DESCRIPCIÓN DE LA TAREA → Cita sin cambios las líneas que empiezan en la que contiene "Mask each <instance>" y terminan en la que contiene "box: [330, 178, 600, 281]", ambas incluidas.

Datos de máscaras de segmentación:
________________

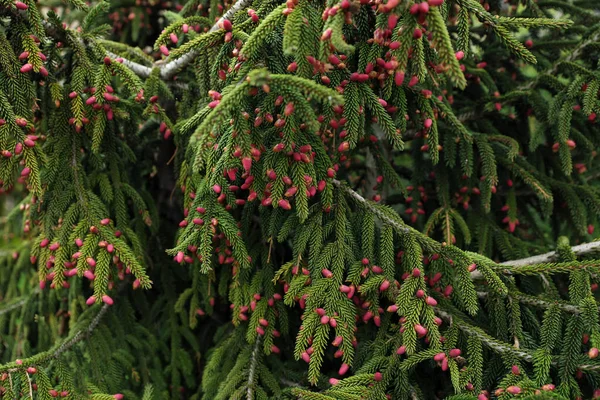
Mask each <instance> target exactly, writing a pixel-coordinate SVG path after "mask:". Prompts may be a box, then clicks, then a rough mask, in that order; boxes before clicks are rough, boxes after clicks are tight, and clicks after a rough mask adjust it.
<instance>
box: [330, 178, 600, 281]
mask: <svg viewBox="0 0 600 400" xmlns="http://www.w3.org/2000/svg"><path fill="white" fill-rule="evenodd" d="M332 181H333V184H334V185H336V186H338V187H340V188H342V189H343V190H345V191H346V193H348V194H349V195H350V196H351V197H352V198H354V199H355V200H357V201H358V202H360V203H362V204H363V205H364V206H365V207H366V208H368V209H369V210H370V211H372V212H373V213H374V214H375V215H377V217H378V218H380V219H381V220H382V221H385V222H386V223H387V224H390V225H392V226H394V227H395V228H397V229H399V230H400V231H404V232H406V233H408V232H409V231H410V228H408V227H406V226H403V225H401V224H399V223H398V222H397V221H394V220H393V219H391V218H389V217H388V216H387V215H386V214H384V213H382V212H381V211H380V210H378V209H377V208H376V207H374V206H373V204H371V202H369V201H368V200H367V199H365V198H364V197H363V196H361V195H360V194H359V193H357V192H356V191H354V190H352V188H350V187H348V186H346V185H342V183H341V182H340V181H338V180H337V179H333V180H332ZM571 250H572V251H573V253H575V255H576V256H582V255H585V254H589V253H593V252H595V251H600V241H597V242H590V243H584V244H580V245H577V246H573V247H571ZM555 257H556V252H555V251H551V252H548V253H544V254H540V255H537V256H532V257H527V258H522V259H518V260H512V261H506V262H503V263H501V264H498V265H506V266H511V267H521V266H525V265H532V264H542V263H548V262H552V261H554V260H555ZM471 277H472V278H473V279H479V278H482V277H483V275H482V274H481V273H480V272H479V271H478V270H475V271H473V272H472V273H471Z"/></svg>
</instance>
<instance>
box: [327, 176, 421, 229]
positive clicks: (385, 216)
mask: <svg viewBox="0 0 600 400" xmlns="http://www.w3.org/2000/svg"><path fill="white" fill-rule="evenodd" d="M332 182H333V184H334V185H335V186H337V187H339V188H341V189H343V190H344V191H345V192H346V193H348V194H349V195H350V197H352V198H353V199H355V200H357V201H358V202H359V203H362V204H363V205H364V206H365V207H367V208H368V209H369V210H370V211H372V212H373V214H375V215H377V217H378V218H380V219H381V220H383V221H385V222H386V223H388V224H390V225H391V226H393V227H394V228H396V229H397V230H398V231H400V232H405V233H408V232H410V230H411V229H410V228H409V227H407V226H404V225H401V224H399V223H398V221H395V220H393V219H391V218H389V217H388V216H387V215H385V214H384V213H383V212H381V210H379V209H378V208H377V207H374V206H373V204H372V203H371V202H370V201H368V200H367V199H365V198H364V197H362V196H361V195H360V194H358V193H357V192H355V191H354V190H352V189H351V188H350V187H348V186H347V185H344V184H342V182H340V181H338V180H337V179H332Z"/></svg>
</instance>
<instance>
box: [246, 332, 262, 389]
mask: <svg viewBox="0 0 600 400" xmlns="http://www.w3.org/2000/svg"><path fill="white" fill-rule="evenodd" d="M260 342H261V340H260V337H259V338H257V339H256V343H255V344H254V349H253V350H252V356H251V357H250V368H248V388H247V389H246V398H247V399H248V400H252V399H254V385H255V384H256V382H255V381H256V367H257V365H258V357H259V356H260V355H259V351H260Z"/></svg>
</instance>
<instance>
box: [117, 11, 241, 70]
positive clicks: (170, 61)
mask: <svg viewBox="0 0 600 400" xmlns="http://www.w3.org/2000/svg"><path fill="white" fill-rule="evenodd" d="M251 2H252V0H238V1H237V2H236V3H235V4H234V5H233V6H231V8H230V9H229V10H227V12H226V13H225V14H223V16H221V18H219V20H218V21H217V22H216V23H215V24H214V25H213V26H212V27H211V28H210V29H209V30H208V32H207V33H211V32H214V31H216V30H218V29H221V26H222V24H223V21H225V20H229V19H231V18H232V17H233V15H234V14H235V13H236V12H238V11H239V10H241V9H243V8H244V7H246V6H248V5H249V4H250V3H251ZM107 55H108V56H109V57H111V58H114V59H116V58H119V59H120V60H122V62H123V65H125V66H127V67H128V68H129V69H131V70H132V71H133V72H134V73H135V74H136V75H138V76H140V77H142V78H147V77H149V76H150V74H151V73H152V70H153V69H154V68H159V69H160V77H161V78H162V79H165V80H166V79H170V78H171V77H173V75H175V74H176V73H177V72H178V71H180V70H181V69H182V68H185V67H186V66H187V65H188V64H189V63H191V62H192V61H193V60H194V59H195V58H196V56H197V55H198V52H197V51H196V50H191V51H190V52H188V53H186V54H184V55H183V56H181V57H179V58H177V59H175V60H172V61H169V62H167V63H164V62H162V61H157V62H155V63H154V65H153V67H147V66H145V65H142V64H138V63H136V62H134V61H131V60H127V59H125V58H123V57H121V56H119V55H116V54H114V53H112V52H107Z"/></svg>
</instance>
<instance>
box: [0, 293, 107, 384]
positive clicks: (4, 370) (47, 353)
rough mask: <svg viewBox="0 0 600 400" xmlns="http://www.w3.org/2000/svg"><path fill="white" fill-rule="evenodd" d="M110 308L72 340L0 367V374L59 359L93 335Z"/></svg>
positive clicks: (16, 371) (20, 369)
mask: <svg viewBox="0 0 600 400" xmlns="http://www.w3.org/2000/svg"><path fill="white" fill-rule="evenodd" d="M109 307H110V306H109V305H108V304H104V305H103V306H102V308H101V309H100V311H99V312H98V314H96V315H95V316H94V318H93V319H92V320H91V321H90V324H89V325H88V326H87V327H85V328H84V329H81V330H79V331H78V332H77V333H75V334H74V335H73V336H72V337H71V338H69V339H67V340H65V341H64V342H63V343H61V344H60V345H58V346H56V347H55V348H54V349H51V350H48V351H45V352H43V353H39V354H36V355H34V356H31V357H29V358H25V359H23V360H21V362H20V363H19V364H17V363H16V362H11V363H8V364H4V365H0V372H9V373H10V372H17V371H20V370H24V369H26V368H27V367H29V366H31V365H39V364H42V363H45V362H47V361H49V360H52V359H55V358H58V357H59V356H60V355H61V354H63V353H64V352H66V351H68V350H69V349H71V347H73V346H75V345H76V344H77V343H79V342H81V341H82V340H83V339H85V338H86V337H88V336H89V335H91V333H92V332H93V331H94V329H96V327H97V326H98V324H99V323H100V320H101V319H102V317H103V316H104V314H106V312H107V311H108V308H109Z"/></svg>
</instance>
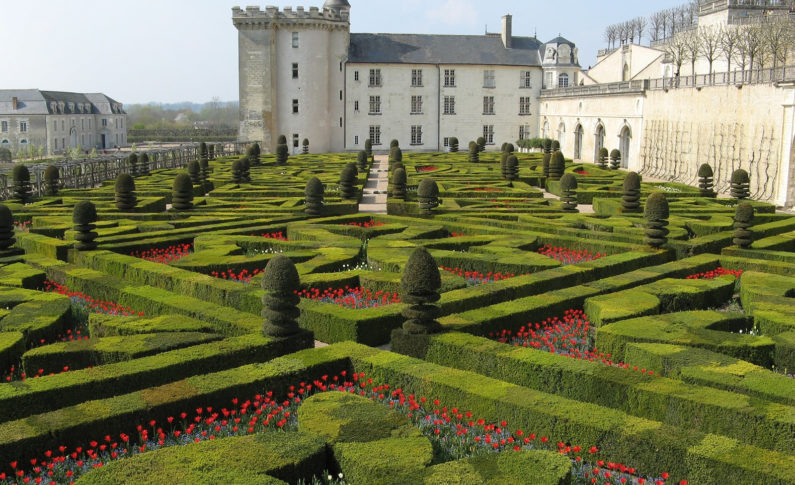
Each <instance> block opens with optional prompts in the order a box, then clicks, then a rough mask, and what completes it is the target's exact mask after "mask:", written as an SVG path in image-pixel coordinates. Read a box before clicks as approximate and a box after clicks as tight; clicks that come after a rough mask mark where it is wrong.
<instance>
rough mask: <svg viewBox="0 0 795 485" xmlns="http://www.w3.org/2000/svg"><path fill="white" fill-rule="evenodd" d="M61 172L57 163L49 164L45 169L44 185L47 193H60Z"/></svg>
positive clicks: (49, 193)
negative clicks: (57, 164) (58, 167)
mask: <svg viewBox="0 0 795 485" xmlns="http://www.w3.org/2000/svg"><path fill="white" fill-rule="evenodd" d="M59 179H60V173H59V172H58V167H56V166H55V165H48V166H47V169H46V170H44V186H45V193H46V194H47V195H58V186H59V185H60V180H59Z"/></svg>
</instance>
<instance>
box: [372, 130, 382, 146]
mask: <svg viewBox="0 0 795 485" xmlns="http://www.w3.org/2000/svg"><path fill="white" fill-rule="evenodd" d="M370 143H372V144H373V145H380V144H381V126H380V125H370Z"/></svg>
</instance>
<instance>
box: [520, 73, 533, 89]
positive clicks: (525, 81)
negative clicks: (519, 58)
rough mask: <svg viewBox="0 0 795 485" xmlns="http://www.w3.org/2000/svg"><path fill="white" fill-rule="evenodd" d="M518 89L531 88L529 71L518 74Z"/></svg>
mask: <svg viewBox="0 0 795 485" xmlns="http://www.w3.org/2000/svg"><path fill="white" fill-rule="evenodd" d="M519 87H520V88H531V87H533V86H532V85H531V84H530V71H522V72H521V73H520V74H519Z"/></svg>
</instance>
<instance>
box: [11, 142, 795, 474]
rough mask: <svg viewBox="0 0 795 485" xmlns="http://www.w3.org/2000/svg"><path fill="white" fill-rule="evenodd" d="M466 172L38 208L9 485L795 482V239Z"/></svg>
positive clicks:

________________

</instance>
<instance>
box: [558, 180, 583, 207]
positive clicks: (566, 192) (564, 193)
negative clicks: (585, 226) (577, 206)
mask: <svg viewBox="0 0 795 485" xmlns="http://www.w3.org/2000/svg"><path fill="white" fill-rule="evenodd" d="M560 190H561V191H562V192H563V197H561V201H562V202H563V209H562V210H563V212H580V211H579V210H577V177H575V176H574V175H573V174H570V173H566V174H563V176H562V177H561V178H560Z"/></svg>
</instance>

________________

RESPUESTA ESCRITA →
Mask each <instance> target exactly, writing a pixel-coordinate SVG path after "mask:". Prompts may be a box, then clicks, then a rough mask, in that order; boxes before clicks are rough, boxes after clicks are tight, and clicks after a rough mask adjust it.
<instance>
box: [330, 178, 600, 281]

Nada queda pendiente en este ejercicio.